The lines to be copied run from the one containing "[locate] bare forearm" to the end of the material below; reproduce them exactly, including both ends, and nothing more.

**Available data**
---
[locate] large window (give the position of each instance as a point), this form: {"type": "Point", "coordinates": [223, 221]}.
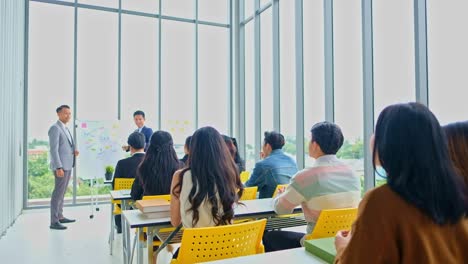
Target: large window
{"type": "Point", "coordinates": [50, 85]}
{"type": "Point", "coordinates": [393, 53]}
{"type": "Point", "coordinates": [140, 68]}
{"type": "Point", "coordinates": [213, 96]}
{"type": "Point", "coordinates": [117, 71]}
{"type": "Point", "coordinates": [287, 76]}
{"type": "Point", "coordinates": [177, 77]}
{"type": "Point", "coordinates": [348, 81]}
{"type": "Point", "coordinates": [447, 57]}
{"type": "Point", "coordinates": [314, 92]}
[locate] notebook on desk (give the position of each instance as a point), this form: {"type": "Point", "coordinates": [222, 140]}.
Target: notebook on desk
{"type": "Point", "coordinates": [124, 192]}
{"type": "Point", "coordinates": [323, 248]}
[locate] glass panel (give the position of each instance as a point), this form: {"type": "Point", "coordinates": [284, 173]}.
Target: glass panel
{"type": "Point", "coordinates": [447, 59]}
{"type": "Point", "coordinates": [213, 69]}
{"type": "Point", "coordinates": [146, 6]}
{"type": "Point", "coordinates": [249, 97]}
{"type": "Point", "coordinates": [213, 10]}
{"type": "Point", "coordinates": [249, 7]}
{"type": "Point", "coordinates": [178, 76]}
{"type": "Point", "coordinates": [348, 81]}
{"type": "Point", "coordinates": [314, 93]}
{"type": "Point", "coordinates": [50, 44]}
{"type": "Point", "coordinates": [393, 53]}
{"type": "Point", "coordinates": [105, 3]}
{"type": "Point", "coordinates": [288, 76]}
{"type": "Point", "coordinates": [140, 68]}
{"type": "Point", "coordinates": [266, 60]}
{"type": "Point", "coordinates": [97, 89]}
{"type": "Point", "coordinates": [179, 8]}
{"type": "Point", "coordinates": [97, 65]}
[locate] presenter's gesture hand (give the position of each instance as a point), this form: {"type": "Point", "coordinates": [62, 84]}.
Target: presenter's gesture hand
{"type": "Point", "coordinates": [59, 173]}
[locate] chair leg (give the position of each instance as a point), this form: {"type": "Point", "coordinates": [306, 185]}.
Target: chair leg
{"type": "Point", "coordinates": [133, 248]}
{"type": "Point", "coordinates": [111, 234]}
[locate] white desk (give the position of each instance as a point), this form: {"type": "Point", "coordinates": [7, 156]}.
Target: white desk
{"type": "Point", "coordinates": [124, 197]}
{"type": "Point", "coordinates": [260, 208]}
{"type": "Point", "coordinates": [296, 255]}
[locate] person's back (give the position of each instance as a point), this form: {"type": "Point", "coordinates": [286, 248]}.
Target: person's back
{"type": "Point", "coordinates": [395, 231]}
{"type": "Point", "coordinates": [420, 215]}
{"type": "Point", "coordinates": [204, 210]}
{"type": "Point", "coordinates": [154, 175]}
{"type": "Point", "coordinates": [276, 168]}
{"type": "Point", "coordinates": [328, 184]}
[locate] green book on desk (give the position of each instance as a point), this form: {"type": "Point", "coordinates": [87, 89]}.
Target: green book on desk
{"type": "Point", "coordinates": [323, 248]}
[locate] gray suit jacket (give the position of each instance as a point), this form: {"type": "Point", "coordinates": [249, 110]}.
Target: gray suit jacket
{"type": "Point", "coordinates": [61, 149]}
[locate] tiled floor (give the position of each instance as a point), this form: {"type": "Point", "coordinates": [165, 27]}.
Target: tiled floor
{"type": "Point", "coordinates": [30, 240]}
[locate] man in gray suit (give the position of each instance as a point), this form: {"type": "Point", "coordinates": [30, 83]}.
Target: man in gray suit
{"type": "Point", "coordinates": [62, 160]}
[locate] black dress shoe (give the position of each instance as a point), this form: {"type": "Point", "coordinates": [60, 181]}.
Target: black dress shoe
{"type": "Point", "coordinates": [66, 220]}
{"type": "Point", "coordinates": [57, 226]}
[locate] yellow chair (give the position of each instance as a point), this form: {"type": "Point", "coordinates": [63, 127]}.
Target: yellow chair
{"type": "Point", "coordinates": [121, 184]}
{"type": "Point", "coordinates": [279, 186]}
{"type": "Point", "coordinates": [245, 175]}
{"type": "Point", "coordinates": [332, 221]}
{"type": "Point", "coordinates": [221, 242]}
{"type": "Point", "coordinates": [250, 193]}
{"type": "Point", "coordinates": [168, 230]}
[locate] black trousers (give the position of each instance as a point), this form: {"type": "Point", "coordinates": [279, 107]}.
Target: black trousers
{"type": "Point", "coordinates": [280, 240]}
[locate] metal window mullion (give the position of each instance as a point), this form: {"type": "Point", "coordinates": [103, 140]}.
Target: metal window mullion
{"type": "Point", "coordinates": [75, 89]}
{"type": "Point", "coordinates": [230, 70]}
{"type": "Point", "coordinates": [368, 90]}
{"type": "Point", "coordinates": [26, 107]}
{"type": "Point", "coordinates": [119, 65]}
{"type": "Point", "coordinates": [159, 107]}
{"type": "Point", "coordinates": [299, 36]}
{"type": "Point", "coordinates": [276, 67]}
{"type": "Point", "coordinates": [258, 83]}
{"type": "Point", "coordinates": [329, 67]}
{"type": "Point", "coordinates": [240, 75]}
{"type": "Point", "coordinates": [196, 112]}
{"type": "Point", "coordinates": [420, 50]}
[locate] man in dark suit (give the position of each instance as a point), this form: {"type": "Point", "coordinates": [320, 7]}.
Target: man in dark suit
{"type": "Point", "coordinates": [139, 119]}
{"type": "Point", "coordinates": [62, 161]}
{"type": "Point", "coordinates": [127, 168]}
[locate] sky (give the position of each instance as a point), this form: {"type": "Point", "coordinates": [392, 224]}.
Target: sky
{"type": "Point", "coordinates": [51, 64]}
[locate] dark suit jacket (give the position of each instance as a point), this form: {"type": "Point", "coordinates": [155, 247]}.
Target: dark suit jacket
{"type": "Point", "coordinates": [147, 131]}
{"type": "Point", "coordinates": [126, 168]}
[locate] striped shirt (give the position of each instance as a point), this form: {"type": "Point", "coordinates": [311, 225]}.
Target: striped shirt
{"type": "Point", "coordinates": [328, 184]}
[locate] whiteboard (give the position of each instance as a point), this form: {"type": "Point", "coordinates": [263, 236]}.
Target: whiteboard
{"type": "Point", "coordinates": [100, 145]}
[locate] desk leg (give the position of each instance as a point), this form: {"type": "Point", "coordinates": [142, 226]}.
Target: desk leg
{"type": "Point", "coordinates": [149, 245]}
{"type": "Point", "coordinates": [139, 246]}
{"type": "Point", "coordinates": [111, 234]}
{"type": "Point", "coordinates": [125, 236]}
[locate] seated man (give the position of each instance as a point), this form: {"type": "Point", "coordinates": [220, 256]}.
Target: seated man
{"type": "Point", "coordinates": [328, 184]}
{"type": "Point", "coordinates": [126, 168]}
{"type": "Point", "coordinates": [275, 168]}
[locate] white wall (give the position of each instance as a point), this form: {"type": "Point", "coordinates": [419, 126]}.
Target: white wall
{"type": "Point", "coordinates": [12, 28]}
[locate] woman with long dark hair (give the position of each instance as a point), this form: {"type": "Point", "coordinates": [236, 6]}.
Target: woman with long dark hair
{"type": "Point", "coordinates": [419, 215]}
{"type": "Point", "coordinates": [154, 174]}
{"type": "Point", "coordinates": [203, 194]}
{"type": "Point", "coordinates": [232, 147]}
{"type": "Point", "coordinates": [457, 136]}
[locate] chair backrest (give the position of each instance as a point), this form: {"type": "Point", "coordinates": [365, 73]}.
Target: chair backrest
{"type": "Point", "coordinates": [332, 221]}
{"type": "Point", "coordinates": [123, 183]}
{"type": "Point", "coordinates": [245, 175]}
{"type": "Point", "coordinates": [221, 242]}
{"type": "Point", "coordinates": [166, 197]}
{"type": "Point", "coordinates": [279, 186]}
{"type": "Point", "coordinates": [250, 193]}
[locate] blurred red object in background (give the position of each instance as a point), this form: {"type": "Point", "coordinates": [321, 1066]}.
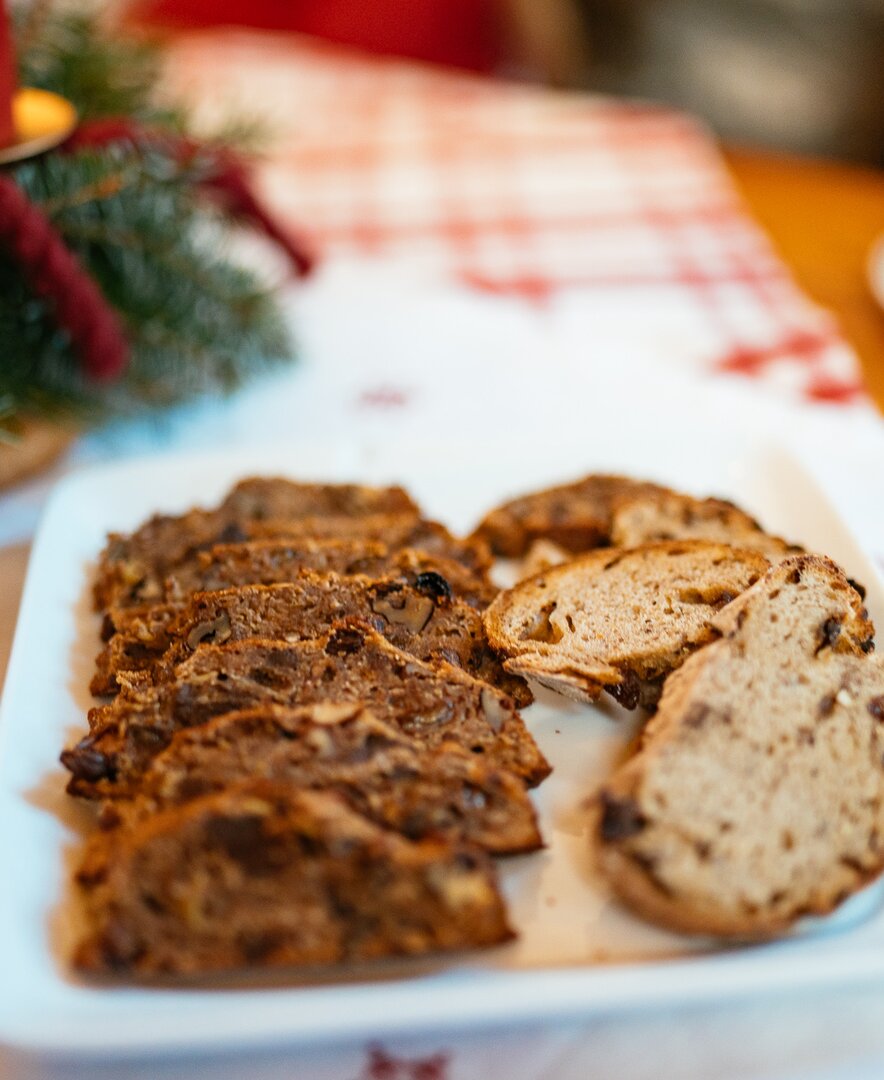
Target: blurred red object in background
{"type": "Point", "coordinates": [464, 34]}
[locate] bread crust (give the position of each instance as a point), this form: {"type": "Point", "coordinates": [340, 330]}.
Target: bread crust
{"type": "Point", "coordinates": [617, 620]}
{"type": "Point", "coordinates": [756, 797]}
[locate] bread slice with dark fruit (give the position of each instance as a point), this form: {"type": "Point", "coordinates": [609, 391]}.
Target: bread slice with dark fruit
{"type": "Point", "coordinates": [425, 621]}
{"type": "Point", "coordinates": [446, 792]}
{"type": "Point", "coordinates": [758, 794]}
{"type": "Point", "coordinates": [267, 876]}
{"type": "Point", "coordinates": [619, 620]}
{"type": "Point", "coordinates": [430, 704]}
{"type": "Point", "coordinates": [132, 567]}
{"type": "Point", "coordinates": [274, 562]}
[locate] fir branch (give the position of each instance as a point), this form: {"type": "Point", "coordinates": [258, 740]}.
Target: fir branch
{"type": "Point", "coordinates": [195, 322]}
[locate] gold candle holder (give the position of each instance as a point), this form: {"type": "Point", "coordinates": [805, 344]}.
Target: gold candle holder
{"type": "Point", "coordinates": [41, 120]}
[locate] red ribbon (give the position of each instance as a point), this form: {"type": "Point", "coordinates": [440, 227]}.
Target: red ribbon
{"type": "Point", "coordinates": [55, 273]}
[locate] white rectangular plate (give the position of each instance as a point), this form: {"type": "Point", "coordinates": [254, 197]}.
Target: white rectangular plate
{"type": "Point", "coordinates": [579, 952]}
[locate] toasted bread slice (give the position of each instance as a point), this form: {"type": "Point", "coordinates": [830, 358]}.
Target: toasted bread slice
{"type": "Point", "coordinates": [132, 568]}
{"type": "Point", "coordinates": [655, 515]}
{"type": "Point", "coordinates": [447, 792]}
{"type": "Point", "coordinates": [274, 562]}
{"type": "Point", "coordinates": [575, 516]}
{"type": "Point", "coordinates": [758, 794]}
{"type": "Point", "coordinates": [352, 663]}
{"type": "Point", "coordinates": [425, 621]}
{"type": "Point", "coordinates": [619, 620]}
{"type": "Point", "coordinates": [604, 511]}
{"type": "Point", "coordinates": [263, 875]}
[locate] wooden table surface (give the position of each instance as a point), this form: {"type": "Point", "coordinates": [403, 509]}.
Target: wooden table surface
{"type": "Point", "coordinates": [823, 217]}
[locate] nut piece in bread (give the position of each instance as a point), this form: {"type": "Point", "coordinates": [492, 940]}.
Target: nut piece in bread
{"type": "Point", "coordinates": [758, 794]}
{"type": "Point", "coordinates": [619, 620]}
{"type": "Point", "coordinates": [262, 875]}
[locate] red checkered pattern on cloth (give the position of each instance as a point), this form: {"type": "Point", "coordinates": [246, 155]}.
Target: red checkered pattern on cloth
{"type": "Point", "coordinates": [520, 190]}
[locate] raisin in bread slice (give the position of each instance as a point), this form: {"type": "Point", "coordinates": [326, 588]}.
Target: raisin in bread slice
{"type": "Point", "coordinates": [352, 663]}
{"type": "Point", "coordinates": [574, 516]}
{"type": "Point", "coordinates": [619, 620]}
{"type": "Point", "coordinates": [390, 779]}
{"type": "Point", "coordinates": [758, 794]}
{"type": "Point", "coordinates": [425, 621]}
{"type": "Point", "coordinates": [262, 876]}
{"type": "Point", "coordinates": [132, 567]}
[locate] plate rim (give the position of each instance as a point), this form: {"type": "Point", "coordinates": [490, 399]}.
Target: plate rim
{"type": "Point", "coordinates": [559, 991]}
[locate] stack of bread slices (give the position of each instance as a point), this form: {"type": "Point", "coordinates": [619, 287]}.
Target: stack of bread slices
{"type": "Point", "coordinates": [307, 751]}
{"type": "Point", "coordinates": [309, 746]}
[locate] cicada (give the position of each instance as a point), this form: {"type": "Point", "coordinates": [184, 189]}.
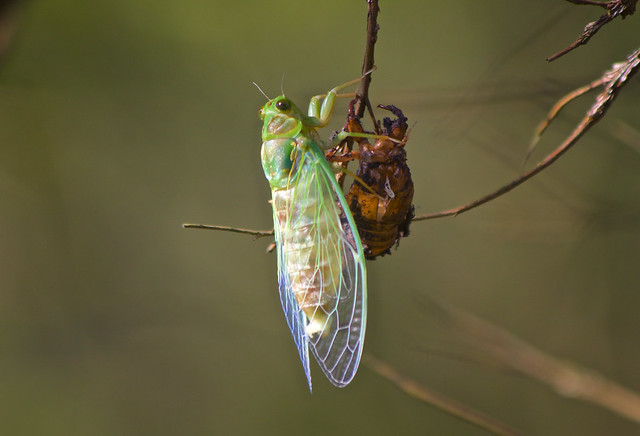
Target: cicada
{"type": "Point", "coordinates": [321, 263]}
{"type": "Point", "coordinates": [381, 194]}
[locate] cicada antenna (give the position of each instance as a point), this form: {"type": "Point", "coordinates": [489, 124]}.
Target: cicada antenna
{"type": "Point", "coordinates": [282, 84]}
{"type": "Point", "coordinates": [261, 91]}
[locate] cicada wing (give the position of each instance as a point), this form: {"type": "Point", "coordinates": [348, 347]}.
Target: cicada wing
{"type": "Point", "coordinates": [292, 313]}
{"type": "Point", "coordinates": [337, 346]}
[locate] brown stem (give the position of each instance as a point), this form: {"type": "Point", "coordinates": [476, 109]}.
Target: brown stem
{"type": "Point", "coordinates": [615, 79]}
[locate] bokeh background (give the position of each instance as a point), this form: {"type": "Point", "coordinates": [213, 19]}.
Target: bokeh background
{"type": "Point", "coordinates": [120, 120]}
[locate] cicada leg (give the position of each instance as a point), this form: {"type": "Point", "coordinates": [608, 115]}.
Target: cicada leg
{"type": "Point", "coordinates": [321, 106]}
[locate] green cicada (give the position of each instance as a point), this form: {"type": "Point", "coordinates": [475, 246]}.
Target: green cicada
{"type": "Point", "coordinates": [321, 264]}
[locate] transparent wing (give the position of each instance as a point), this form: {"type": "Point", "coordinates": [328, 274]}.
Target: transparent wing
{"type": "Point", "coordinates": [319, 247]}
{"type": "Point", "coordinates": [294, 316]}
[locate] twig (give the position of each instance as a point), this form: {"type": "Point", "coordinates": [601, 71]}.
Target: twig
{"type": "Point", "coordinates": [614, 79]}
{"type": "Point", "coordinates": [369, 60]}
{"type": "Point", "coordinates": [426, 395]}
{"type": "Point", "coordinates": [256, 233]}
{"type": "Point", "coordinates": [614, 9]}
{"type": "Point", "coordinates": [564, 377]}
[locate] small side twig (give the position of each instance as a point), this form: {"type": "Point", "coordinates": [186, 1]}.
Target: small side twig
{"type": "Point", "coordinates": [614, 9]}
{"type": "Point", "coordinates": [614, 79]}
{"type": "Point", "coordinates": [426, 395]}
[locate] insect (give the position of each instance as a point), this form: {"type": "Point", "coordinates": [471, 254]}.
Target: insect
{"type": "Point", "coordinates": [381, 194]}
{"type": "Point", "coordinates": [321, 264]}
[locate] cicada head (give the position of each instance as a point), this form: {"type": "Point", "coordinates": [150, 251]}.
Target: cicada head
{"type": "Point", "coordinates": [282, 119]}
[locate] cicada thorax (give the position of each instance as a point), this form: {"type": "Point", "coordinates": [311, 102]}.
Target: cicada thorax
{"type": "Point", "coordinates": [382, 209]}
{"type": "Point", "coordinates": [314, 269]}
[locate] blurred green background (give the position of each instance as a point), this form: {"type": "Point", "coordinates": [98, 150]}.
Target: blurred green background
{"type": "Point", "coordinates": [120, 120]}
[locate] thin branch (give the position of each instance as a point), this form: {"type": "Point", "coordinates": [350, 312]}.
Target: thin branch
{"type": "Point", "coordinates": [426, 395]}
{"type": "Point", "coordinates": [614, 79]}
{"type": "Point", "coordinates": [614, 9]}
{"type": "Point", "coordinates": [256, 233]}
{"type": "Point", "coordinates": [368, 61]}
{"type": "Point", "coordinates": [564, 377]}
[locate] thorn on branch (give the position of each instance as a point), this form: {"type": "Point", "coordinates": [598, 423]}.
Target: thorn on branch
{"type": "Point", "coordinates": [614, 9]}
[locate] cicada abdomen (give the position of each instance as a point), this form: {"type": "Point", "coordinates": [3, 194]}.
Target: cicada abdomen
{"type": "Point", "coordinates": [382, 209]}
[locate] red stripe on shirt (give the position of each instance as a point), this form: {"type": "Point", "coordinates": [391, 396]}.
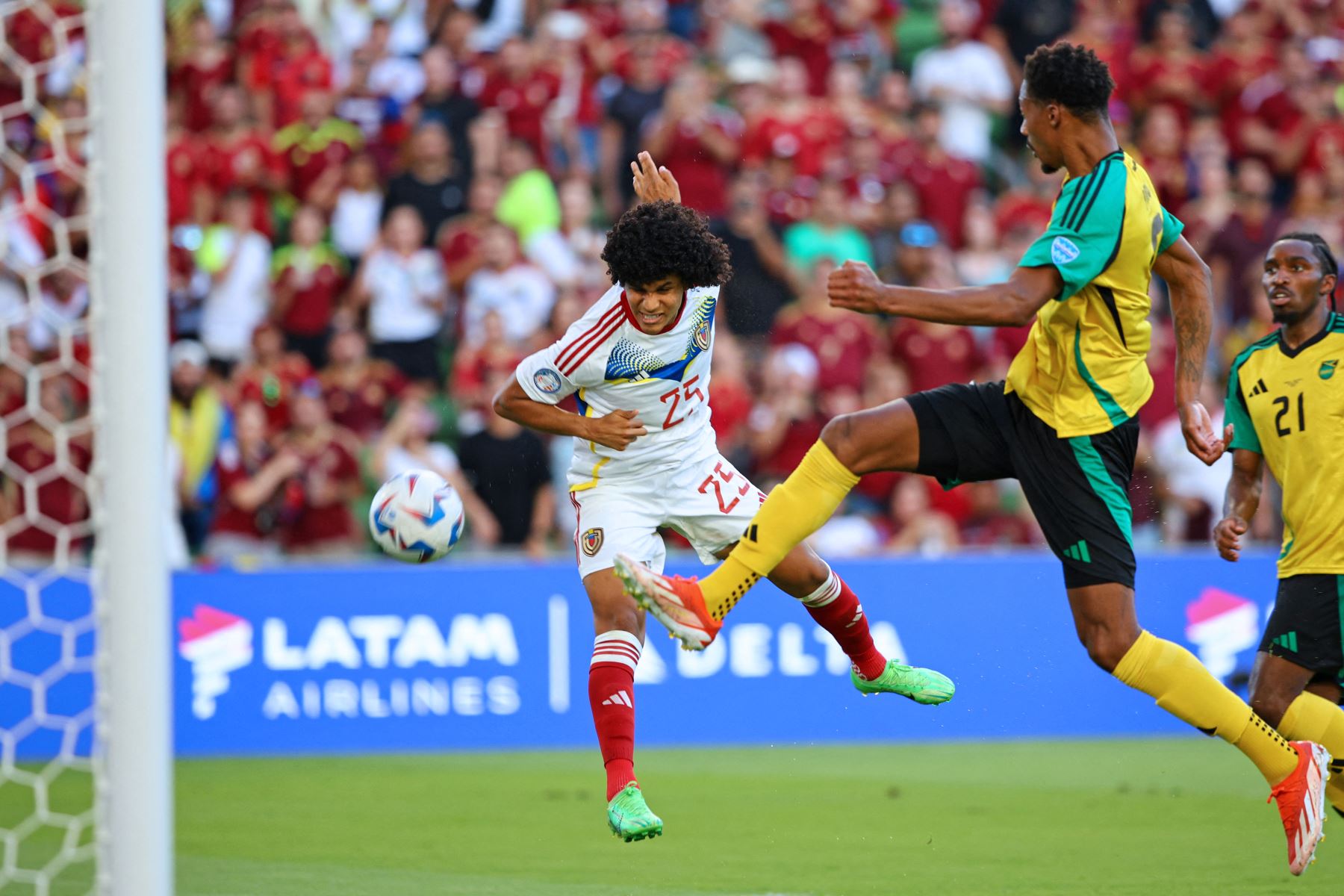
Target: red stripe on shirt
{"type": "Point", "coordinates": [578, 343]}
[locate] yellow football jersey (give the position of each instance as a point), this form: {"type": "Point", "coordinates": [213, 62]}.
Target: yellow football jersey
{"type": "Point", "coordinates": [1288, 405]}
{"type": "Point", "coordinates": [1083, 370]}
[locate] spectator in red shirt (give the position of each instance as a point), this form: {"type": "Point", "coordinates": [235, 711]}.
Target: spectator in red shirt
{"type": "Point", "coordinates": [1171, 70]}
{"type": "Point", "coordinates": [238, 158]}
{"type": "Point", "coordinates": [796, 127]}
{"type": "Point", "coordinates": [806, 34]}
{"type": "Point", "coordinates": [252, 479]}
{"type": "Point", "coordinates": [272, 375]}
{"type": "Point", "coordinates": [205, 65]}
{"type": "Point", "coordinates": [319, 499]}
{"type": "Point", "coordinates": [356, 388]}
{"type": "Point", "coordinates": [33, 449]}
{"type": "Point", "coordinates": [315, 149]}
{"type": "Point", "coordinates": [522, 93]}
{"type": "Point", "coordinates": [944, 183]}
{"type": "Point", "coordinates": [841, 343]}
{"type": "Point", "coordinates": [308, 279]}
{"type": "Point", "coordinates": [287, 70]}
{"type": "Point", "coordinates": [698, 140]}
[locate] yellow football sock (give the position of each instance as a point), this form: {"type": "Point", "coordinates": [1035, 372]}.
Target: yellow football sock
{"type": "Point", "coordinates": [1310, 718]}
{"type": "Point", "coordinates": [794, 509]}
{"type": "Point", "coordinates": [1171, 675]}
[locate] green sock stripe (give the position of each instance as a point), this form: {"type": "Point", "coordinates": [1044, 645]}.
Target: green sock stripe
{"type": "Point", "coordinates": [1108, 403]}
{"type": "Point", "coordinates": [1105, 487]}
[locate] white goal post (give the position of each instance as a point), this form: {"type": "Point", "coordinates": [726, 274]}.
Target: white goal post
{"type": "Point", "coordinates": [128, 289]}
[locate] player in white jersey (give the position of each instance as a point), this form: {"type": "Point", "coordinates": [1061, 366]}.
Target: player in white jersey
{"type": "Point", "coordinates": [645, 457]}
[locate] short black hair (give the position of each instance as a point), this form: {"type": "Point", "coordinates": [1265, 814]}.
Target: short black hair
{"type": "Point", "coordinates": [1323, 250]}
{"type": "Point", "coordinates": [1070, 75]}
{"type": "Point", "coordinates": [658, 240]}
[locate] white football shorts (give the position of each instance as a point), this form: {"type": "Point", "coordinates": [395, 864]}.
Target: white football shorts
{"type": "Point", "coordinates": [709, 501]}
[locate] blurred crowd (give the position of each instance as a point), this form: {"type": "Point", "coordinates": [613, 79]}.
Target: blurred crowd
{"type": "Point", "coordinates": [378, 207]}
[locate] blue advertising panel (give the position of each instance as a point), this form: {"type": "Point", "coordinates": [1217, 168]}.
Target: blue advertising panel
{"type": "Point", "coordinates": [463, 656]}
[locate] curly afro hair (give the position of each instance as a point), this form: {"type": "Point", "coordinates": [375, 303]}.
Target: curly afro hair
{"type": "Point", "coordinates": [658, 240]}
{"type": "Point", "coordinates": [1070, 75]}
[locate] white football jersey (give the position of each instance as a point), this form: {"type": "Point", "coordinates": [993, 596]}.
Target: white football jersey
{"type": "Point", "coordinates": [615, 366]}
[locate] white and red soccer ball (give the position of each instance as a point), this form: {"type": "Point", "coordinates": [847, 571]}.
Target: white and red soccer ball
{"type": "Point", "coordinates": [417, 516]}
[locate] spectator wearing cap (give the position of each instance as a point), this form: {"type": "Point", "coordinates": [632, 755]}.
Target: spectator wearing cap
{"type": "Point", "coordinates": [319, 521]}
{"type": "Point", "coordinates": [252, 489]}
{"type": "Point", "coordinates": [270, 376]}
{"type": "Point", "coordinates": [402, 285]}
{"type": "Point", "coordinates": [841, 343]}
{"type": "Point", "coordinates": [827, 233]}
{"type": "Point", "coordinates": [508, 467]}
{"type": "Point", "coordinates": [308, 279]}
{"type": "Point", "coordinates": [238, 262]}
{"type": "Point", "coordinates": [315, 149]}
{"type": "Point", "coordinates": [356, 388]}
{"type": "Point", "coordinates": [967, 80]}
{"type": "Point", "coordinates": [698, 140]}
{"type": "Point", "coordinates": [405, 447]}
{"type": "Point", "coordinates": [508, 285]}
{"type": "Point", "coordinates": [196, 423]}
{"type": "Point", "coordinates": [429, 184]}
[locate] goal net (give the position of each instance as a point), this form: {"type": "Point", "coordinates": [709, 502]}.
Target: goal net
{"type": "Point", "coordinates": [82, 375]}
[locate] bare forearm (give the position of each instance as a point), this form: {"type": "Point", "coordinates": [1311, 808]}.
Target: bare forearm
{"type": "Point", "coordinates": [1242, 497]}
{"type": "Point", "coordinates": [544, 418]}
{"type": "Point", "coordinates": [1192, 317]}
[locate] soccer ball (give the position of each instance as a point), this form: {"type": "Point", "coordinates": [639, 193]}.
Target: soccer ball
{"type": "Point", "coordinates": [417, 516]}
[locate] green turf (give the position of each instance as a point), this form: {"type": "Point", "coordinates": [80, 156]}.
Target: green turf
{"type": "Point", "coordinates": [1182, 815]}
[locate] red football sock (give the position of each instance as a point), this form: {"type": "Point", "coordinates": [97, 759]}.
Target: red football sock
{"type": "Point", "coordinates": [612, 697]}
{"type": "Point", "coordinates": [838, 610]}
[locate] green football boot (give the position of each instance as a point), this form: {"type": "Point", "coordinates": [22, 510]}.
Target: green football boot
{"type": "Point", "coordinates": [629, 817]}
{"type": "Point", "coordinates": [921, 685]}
---
**Final result**
[locate] bare forearm (give the position of each instance as a point), this form: {"type": "Point", "coordinates": [1311, 808]}.
Target: bare forearm
{"type": "Point", "coordinates": [1242, 497]}
{"type": "Point", "coordinates": [544, 418]}
{"type": "Point", "coordinates": [1192, 317]}
[locate] soccer ball (give the position of each instance as a point), this form: {"type": "Point", "coordinates": [639, 193]}.
Target: soccer ball
{"type": "Point", "coordinates": [417, 516]}
[locate] green turf (give the position of each instance as a point), this form: {"type": "Point", "coordinates": [80, 156]}.
Target: green turf
{"type": "Point", "coordinates": [1182, 815]}
[locate] red football sock (give the position of each instance as a point), this form: {"type": "Point", "coordinates": [97, 759]}.
Target: red football sock
{"type": "Point", "coordinates": [612, 697]}
{"type": "Point", "coordinates": [838, 610]}
[locate] green football boot (give the position of each instance as a point), this form: {"type": "Point", "coordinates": [22, 510]}.
Target: green football boot
{"type": "Point", "coordinates": [629, 817]}
{"type": "Point", "coordinates": [921, 685]}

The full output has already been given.